━━━ BACAAN YANG DIBERIKAN ━━━

Setelah berjalan sekitar 500 meter dari jembatan pipa, kami pun pada akhrinya sampai di lokasi.

Air terjun Tengku Lese ini berada di ketinggian 500 hingga 700 meter. Ada yang menarik dari air terjun ini. Air terjun ini sendiri memiliki tiga tingkat. Aliran airnya sangat deras membelah kolam berukuran kecil di bawahnya.

Bebatuan di hadapan air terjun ini memberi kesan eksotik bagi para pengunjungnya.

Tampak air terjun Tengku Lese (Foto: Evan Lahur)
Tampak air terjun Tengku Lese (Foto: Evan Lahur)

Selain itu juga kami disuguhi oleh pemandangan yang sangat menarik yakni tingkah lucu anak-anak yang dari awal perjalanan mengikuti kami menuju air terjun ini. Ada raut kebahagian natural di wajah mereka.

Tak ada rasa malu saat mereka mulai membuka baju dan melompat menuju kolam kecil dekat air terjun sekadar membersihkan badan.

━━━ INFORMASI YANG DIBERIKAN ━━━

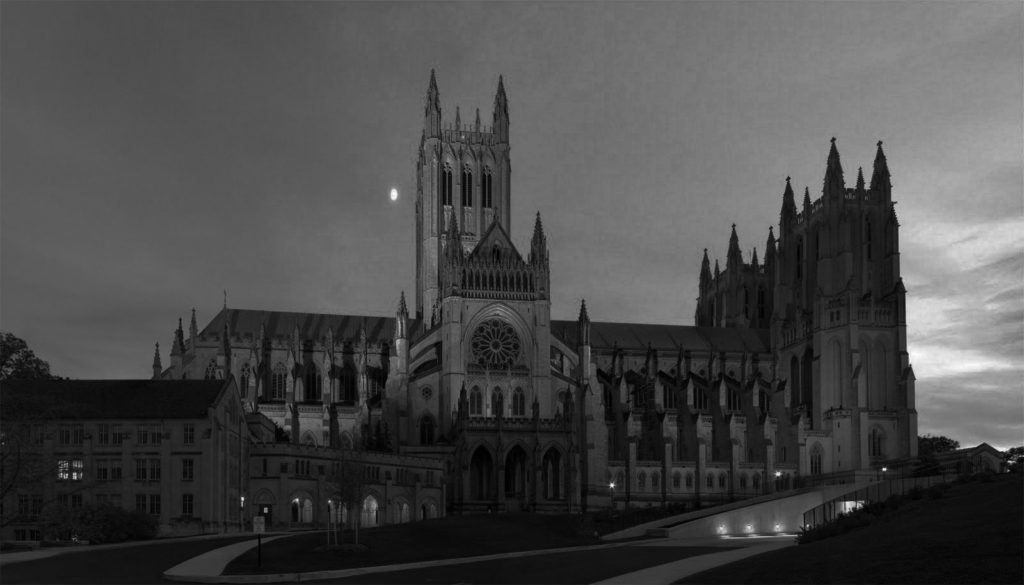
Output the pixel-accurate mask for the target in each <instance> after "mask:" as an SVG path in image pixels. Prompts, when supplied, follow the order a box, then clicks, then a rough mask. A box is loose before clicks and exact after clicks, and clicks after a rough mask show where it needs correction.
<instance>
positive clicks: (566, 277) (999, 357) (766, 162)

━━━

◆ **PERINTAH KERJA 1**
Salin kata demi kata bagian bacaan tentang air terjun Tengku Lese dari "Setelah berjalan sekitar" sampai "kecil di bawahnya.".
◆ **PERINTAH KERJA 2**
Apakah pernyataan berikut sesuai dengan bacaan tentang air terjun Tengku Lese? Jawab ya atau tidak untuk masing-masing, disertai kutipan kata-kata bacaan yang menentukan. (a) Air terjun Tengku Lese memiliki tiga tingkat. (b) Kolam di bawah air terjun itu berukuran besar. (c) Anak-anak mengikuti rombongan sejak awal perjalanan.
◆ **PERINTAH KERJA 3**
Bagaimana terjemahan bahasa Inggris dari kalimat dalam bacaan tentang air terjun Tengku Lese ini: "Bebatuan di hadapan air terjun ini memberi kesan eksotik bagi para pengunjungnya."?
Materi di atas tidak diperlukan.

◆ **HASIL LATIHAN 1**
Setelah berjalan sekitar 500 meter dari jembatan pipa, kami pun pada akhrinya sampai di lokasi.

Air terjun Tengku Lese ini berada di ketinggian 500 hingga 700 meter. Ada yang menarik dari air terjun ini. Air terjun ini sendiri memiliki tiga tingkat. Aliran airnya sangat deras membelah kolam berukuran kecil di bawahnya.

◆ **HASIL LATIHAN 2**
(a) Ya: "Air terjun ini sendiri memiliki tiga tingkat."
(b) Tidak: "membelah kolam berukuran kecil di bawahnya."
(c) Ya: "anak-anak yang dari awal perjalanan mengikuti kami menuju air terjun ini".

◆ **HASIL LATIHAN 3**
The rocks in front of this waterfall give its visitors an exotic impression.